Start of Study material

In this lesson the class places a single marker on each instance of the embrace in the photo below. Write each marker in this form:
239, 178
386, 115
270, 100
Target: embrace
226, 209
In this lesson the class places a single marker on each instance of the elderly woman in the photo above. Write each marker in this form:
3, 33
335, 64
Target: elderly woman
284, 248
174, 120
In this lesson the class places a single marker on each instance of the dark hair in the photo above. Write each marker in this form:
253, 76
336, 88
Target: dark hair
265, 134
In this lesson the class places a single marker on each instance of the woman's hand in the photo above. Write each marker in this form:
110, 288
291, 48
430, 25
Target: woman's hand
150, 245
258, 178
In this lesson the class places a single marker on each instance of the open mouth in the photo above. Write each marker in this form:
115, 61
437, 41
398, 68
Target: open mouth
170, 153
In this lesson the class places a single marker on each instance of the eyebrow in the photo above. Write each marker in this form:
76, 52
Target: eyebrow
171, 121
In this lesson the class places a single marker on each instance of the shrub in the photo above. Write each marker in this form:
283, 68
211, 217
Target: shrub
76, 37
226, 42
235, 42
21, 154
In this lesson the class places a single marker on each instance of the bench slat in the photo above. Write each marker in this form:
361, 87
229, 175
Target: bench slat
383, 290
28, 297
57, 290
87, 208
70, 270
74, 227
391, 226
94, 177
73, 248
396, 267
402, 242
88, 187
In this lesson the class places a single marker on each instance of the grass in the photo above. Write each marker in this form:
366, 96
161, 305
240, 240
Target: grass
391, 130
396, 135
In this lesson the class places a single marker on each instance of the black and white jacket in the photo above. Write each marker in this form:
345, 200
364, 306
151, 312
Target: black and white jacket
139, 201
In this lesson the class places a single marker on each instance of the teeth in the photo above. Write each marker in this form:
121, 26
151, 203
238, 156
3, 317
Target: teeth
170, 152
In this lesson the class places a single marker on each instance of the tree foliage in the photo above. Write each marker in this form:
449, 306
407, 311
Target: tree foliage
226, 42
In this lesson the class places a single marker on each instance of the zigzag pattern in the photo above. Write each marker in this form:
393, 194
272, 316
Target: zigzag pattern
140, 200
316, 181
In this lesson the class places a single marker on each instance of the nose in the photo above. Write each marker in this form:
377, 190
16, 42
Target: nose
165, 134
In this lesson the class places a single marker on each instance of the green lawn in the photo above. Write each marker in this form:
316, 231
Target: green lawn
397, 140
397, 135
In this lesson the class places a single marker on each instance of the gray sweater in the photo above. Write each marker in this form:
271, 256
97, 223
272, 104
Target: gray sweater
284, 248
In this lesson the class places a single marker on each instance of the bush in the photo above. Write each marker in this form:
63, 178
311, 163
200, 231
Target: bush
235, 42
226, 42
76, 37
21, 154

End of Study material

> [Aim of the task]: Give again each line shown above, keeping every word as it is.

> [Written solution]:
In this lesson the class places a single marker on each instance of the embrace in the photo below. Write each marker in this form:
239, 178
386, 115
270, 100
Target: embrace
226, 209
In this lesson the class places a single marker on each instance of the elderly woman in the photo above. Write each marker in this form:
3, 33
335, 64
Target: elderly woman
284, 248
174, 120
In this lesson the class places a single marker on each instance of the dark hair in the photo above. Write each marker in this form:
253, 76
336, 88
Target: dark hair
265, 134
In this lesson the class places a single marker on each instance of the woman's hand in the photo above. Write each marker in this form:
110, 288
291, 48
430, 25
Target: woman's hand
150, 245
258, 178
In this lesson the class places a single marker on each instance of the open mouth in the photo above. Write each marker in this form:
115, 61
437, 41
398, 68
Target: open mouth
170, 153
In this lesson the class places a single marker on each instance of the eyebrow in the photo above. Write each marker in this form:
76, 52
Target: eyebrow
171, 121
In this lesson the class places a single marker on each instance of the shrub in the photo above. Write each marker in this form:
283, 68
211, 217
Target: shrub
76, 37
226, 42
235, 42
21, 154
In this lesson the class places a single marker on each instance of the bench slat in the photo above. Write each marker in this form:
361, 87
229, 175
Target: bench slat
383, 290
28, 297
57, 290
87, 208
70, 270
74, 227
391, 226
94, 177
73, 248
396, 267
402, 242
88, 187
In this lesson the class places a single marker on each instance of the grass in the photo above. Write each marker in this form:
366, 96
161, 305
240, 240
Target: grass
391, 130
396, 135
In this lesson the class places a single marker on each instance of the black and white jacket in the photo above. Write each marker in this form:
345, 200
364, 306
151, 312
Target: black and white jacket
139, 201
In this lesson the class places a single marker on each instance of the teeth in the photo above. Write each marker in this form:
121, 26
151, 203
238, 156
3, 317
Target: teeth
170, 152
In this lesson the class places a single marker on each instance of the tree foliage in the photo above. Write each marker in this form:
449, 306
407, 311
Target: tree foliage
226, 42
In this lesson the class places a single marker on each instance of the zigzag pattern in the photo above. Write each marker in this form:
393, 194
272, 316
Target: zigzag pattern
140, 200
316, 181
In this lesson the class places a single marker on each instance of the nose in the photo above. Write each marker in this form:
377, 190
16, 42
Target: nose
165, 134
In this lesson the class places a single marker on each instance of the green lawn in the photo above. Write each marker in this form:
316, 231
Target: green lawn
397, 140
397, 135
In this lesson the class places a single marker on each instance of the gray sweater in the photo above. Write each marker in this form:
271, 256
97, 223
272, 104
Target: gray sweater
284, 248
In this lesson the class places a single marker on each instance of the bush in the photo above. Write each marker in this form:
63, 178
311, 163
200, 231
Target: bush
235, 42
226, 42
76, 37
21, 154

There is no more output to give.